- [TEXTAUSZUG]
Der Werdegang des Mafia-Killers Frank Sheeran (Robert De Niro) ist Thema dieses fast dreieinhalbstündigen Film-Epos von Altmeister Martin Scorsese, der damit - 24 Jahre nach dem glänzenden Casino - noch einmal den (drehtechnisch durchaus vielbeschäftigten) De Niro als Hauptdarsteller auf die Leinwand bringt. Rechtzeitig zu den Oscar-Verleihungen 2020 und mit Netflix als Rechteinhaber ging der Film bei Ersterem zwar enttäuschenderweise leer aus, dürfte sich aber dafür dank Streaming einem wohl größeren Publikum präsentieren.
In langen, überzeugend detailreich ausgestatteten Szenen wird Sheerans Leben, beginnend im Nachkriegsamerika der 1950er Jahre, in charakteristischen Szenen dargestellt, wobei die Darsteller im Gesicht zum Teil digital jünger gemacht wurden, um die Jahrzehnte dauernde Geschichte authentischer wirken zu lassen. Was De Niro betrifft, so wirkt dessen Antlitz in jüngeren Jahren allerdings eher grobschlächtig. Aber dies passt auch zu seiner dargestellten Vita: Er führt zuhause ein wenig liebevolles Familienleben, arbeitet als LKW-Fahrer und verhökert die Ladung an die örtliche Mafia. Solchermaßen aufgeflogen, erwirkt ein zur Familie gehörender Anwalt vor Gericht einen Freispruch für den sich dumm stellenden Fleischtransporteur - der erste Schritt in seiner Karriere ist vollbracht: Den Mund halten zu können (absolute Loyalität) und Anweisungen zu befolgen, auch wenn diese vielleicht "merkwürdig" sind - das hatte Sheeran schon als Kriegteilnehmer in Italien gelernt, als er nämlich gefangene Wehrmachtssoldaten "in den Wald bringen" sollte und sie dann einfach erschoß, auch wenn dies nicht wörtlich befohlen war. Einen wie Sheeran, der die Klappe hält und sich unterordnet kann man in der Mafia immer gebrauchen, und so wird er vom örtlichen Mafiosi weiterempfohlen und dient sich in weiterer Folge einem weit oben stehenden Don an. Dieser Russell Bufalino (Joe Pesci) wird ihn in den nächsten Jahrzehnten unter seine Fittiche nehmen, und da sich Sheeran auch bei Mordaufträgen bewährt, wird er eines Tages als Leibwächter an den korrupten Gewerkschaftsführer Jimmy Hoffa (Al Pacino) verliehen, mit dem er sich im Lauf der Zeit ebenfalls anfreundet. Als Letzterer der Mafia irgendwann zu eigenständig wird, ergeht an Sheeran das bereits bekannte und meistens durch den Euphemismus "Wände zu streichen" beschönigte Kommando, auch diesen Mitspieler zu eliminieren...

- [AUFGABE]
Beantworte anhand des Textauszugs:
1. Wie viele Jahre nach "Casino" bringt Scorsese De Niro hier erneut als Hauptdarsteller auf die Leinwand?
2. Welchen Beruf übt Sheeran aus, bevor er die Ladung an die örtliche Mafia verhökert?
3. Wer spielt den Gewerkschaftsführer Jimmy Hoffa?

- [Gespeicherte Daten]

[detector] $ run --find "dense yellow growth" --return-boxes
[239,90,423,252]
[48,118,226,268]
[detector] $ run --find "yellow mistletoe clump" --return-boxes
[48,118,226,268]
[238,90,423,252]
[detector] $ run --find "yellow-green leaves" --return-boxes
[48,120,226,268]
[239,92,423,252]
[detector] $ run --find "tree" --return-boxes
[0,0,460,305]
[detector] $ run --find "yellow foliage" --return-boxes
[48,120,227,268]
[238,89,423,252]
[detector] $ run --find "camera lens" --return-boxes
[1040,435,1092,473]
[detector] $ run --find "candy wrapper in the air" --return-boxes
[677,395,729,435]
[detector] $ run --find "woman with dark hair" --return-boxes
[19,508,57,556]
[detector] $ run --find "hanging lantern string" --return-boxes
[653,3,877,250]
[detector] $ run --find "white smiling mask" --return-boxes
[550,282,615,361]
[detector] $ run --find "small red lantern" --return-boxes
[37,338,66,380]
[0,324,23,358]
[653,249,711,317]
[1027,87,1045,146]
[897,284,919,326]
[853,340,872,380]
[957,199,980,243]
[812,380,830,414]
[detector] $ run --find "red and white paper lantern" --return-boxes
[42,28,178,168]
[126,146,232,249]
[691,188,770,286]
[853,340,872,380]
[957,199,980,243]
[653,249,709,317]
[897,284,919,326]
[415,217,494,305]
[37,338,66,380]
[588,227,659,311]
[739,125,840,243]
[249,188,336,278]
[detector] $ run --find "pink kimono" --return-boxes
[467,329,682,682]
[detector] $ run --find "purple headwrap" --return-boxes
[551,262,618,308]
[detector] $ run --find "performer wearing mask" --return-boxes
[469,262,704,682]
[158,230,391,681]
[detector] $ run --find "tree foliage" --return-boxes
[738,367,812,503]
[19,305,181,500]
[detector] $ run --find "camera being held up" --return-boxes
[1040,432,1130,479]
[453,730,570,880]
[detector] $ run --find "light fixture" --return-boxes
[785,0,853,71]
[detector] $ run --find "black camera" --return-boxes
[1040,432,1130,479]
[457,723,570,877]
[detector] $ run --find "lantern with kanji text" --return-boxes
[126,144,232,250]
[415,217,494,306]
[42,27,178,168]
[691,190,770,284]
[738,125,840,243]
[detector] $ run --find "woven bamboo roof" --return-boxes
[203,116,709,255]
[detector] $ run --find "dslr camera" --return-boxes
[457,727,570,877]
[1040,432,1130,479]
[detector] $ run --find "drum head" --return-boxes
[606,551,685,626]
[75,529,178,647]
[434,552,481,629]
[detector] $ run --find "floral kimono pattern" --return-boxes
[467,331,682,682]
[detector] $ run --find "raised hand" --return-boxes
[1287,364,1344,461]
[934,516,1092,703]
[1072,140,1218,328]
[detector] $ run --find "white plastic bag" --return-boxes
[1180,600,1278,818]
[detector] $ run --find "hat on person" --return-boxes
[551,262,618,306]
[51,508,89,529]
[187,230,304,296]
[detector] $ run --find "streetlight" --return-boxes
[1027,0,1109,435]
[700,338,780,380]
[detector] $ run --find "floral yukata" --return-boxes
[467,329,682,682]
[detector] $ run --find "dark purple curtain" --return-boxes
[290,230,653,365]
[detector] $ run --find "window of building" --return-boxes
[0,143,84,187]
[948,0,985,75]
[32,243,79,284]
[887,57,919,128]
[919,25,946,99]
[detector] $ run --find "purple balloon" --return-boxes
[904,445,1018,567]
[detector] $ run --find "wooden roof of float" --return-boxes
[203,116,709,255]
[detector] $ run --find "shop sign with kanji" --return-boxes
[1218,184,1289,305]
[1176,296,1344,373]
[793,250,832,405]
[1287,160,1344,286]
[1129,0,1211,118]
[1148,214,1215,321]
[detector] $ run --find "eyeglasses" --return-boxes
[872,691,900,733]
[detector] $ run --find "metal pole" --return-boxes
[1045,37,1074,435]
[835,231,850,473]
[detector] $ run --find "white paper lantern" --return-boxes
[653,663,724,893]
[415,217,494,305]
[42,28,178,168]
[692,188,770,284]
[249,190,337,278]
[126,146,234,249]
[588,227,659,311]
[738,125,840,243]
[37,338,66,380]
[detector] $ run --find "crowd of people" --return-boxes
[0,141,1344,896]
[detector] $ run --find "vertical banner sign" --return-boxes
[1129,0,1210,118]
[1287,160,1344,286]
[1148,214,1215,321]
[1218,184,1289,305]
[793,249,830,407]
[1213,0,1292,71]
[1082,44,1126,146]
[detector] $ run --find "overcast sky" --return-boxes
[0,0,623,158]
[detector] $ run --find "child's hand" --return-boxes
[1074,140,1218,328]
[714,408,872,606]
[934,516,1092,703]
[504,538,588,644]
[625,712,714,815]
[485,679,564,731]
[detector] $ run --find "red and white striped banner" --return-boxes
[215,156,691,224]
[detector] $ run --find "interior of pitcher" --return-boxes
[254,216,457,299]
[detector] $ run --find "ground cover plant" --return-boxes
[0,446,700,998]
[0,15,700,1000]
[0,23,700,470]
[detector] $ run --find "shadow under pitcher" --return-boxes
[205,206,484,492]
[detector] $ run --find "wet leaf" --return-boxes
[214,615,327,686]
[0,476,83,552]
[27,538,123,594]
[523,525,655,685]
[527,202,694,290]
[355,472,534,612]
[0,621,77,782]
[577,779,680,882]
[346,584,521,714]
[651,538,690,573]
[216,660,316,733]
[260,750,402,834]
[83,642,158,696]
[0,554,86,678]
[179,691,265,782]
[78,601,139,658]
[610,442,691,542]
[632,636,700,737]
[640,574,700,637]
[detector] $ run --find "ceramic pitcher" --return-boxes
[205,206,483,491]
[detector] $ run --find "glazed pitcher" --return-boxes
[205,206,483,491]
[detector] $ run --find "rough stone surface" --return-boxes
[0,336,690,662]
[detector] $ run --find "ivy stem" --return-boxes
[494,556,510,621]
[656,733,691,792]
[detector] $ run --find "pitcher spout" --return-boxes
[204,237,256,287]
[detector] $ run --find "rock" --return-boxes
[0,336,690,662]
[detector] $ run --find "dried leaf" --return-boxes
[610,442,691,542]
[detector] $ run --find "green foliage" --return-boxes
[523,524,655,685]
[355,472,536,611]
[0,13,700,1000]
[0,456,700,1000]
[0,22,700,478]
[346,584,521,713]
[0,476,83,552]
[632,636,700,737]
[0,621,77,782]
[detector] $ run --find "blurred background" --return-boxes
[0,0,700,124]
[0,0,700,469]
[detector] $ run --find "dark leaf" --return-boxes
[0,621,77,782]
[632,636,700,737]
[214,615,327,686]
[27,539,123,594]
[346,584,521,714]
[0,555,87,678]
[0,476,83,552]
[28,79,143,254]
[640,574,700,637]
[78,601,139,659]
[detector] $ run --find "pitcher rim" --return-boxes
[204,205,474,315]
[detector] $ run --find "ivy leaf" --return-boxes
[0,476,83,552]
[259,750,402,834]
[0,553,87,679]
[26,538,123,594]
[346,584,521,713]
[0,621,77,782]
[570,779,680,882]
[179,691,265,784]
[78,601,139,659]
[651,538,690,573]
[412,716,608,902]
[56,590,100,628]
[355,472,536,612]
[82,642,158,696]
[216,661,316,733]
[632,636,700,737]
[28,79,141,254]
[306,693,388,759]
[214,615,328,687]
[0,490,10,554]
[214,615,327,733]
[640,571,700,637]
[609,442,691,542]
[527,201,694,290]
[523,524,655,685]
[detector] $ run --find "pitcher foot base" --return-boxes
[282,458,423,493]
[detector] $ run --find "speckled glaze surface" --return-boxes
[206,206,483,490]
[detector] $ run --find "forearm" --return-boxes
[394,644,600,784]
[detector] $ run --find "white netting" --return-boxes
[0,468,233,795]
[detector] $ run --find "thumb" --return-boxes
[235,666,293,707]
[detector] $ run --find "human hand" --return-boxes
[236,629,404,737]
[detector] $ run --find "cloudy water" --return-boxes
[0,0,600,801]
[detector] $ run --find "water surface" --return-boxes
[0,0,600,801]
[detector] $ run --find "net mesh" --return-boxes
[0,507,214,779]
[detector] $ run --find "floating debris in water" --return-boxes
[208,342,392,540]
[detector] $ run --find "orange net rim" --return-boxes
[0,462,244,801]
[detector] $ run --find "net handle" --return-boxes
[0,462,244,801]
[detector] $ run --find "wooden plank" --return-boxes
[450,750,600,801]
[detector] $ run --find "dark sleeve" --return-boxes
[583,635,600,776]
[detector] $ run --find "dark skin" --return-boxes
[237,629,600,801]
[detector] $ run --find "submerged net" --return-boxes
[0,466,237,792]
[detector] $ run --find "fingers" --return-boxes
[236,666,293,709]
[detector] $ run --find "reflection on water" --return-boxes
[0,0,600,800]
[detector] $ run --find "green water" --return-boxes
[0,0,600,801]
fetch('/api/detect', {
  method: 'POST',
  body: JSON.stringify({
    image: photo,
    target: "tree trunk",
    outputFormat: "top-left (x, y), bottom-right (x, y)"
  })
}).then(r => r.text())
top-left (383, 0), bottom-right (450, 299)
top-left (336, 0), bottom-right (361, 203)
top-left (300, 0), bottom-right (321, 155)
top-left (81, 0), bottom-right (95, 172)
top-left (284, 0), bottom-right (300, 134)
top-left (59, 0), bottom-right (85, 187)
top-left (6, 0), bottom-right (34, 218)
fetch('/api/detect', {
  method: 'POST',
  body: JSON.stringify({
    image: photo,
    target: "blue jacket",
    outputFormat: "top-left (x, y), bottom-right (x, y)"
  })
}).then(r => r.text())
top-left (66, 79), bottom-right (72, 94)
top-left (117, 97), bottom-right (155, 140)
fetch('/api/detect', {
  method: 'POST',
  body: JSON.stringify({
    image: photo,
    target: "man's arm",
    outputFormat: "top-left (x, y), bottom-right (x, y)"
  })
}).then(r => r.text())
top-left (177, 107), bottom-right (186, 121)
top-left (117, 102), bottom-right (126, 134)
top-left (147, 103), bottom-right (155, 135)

- [LÖSUNG]
1. 24 Jahre
2. LKW-Fahrer
3. Al Pacino